* **TAREAS PENDIENTES**
1. Según el fragmento sobre el paraguas, ¿quién ideó un paraguas muy parecido al actual?
2. Traduce al inglés esta oración del fragmento sobre el paraguas: «Anteriormente, otros pueblos habían utilizado distintos elementos para resguardarse de las precipitaciones, como los egipcios o los asirios, pero se trataba de una especie de parasoles rígidos, no plegables.»
3. Prolonga el fragmento sobre el paraguas a partir de su última oración.

Por otra parte, como no se abrían con la suavidad de ahora, muchas gotas de lluvia caían al suelo al intentar cerrarlos, y provocaban resbalones de nefastas consecuencias en algunos casos.
Es probable que todos estos accidentes domésticos, así como los derivados de la torpeza en su manejo, que provocaba lesiones de diversa consideración en los ojos de las personas de mayor altura, derivasen en una cierta leyenda negra para tan inocente complemento.
Y no debemos obviar el hecho de que gran parte de la población tenía conocimiento de su existencia exclusivamente cuando acudía a los funerales, ocasiones para las cuales los curas se protegían con dichos artilugios para oficiar las misas de difuntos cuando llovía.
También hay quien opina que la fatalidad no proviene del paraguas abierto, sino de la propia casa, que se muere de celos al comprobar que sus dueños la han sustituido como principal medio de cobijo frente a las inclemencias del tiempo.
La mala fortuna se extiende al hecho de colocarlos sobre la mesa, cama o mueble (auguran discusiones entre los presentes o atraen la muerte de personas cercanas) o hacerlos girar (espantan la felicidad). Aunque también puede ser portador de buena suerte, en el caso de que se nos pierda o de que lo olvidemos en algún lugar. Ello, al parecer, nos deparará ‘agradables’ sorpresas, además de la derivada de su recuperación.
En todo caso, y pese a todo este tipo de manifestaciones extrasensoriales, tenemos que el paraguas constituye un extraordinario compañero para los días de lluvia, desde los tiempos de su invención, cómo no, en la lejana China.
Anteriormente, otros pueblos habían utilizado distintos elementos para resguardarse de las precipitaciones, como los egipcios o los asirios, pero se trataba de una especie de parasoles rígidos, no plegables.
Fue Lu Mei, un joven chino, quien ideó un paraguas muy parecido al actual, con varias varillas plegables de bambú, unidas por una tela de seda, y que se deslizaban dentro de un cilindro hueco.

* **FILAS DE DATOS**
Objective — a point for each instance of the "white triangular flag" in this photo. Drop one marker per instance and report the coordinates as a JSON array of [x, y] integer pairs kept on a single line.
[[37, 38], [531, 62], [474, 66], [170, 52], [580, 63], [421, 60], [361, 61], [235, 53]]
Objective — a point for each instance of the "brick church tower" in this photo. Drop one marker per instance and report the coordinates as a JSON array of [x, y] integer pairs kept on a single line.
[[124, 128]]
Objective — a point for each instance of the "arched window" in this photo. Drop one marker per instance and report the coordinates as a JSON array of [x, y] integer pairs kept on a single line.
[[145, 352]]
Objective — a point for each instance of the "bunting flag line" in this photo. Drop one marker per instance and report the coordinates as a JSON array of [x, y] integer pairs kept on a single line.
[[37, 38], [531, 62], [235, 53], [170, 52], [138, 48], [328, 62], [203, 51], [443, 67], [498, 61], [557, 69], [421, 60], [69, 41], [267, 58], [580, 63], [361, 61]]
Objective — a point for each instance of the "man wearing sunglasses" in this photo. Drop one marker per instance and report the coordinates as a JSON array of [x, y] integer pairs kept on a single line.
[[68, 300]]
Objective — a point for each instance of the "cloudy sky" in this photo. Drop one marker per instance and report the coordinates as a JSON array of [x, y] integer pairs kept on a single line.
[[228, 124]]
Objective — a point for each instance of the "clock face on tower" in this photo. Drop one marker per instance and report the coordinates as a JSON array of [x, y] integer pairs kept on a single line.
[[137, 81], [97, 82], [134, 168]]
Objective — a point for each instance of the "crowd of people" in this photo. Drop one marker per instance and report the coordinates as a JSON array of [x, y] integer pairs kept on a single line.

* **RESPUESTAS POR TAREA**
1. Lu Mei, un joven chino.

2. Previously, other peoples, such as the Egyptians or the Assyrians, had used various items to shelter themselves from precipitation, but these were a kind of rigid, non-folding parasol.

3.
El problema es que su confección era muy cara, por lo que sólo podían tener acceso a él el Emperador y los cortesanos. Y como suele suceder en estos casos, la posesión de varios otorgaba a su propietario una distinción sobre los demás, de tal manera que, por ejemplo, el rey birmano se hizo famoso por la acumulación que hizo de los mismos, de tal forma que incluso recibió el nombre de Señor de las Veinticuatro Sombrillas.
Desde China el invento viajó por la Ruta de la Seda hacia Occidente, llegando a Grecia y Roma. Allí fue utilizado principalmente por las mujeres, que se protegían así del sol mediterráneo, mientras que su uso por parte de los hombres era considerado un signo de amaneramiento.
En la Edad Media no constan referencias a los paraguas, salvo el umbracullum (gran parasol) empleado por el Papa para sus salidas fuera del Vaticano. De hecho, el escudo de armas del Vaticano presenta un umbracullum cuando la sede está vacante. Y, evidentemente, enseguida cardenales y obispos copiaron la idea, en forma de sombrilla o de palio.
A finales del siglo XV volvió a resurgir en Francia e Italia, nuevamente como artículo de ostentación y lujo. Poco a poco, en la corte francesa las damas lo convirtieron en un símbolo de galantería, e incluso algunas de ellas se hacían acompañar de paragüeros profesionales, aunque ello les impidiese practicar el arte de dejar caer la sombrilla al paso de algún posible pretendiente, para poder cruzar algunas palabras con él.
De esta forma se extendió entre la nobleza italiana y francesa (hombres y mujeres) el empleo de la sombrilla, también con la finalidad de preservar sus cutis blanquecinos y evitar ser confundidos con personas de extracto inferior, más expuestos a los rayos solares. Las sombrillas y paraguas se cubrieron de vistosas sedas, puntillas, lazos, plumas.
En Inglaterra no caló la iniciativa, ni siquiera entre las damas, a pesar de que el clima requería protegerse muy a menudo de las precipitaciones. Además, su uso denotaba la poca distinción de sus portadores, sin suficientes recursos como para disponer de carruajes que les transportasen bajo la lluvia.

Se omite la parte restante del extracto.